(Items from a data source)

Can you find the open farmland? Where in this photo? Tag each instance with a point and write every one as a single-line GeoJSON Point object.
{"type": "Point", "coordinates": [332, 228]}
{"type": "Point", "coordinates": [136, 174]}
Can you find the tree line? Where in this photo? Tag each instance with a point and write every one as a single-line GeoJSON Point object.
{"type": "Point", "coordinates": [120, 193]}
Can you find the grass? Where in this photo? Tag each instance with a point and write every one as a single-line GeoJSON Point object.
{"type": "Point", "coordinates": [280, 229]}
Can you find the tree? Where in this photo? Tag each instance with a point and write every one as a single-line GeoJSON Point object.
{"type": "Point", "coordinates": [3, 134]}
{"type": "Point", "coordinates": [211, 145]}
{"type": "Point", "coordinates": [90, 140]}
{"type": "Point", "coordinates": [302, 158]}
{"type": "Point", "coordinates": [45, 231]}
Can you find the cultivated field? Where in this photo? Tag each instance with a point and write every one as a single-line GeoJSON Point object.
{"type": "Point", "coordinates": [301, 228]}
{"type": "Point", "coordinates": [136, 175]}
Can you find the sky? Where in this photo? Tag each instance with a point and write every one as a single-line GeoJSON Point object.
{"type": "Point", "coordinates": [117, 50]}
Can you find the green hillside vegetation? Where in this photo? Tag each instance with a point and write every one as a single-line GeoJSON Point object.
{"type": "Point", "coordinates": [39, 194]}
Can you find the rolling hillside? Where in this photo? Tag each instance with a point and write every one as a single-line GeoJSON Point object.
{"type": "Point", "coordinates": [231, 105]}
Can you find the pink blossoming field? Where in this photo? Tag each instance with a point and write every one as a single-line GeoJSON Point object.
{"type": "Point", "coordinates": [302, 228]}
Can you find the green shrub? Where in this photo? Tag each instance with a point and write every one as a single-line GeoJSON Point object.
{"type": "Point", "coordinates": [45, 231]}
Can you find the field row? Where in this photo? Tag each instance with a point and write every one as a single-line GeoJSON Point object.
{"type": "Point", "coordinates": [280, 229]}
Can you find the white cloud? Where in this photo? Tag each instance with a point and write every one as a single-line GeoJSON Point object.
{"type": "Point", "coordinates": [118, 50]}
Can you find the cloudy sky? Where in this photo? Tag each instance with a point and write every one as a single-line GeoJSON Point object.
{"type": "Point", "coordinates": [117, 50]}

REQUEST:
Reproduce, exactly and with nothing added, the lines from the one that includes "Can you find the pink" through the last line of the material.

SOLUTION FOR THIS TASK:
Can you find the pink blossoming field? Where in this photo? Tag each instance with a point and write every one as a single-line GeoJSON Point object.
{"type": "Point", "coordinates": [302, 228]}
Can you find the green shrub? Where in this photo? Tag each instance with a point and write every one as a single-line GeoJSON Point object.
{"type": "Point", "coordinates": [45, 231]}
Can you find the field row? Where in this photo? Tag each instance with a point and write every one as a single-line GeoJSON Point object.
{"type": "Point", "coordinates": [280, 229]}
Can you find the white cloud? Where in this photo? Tag each instance with a point and write every one as a single-line GeoJSON Point object.
{"type": "Point", "coordinates": [118, 50]}
Can you find the cloudy sky? Where in this photo? Tag each instance with a point and write every one as a single-line GeoJSON Point object.
{"type": "Point", "coordinates": [117, 50]}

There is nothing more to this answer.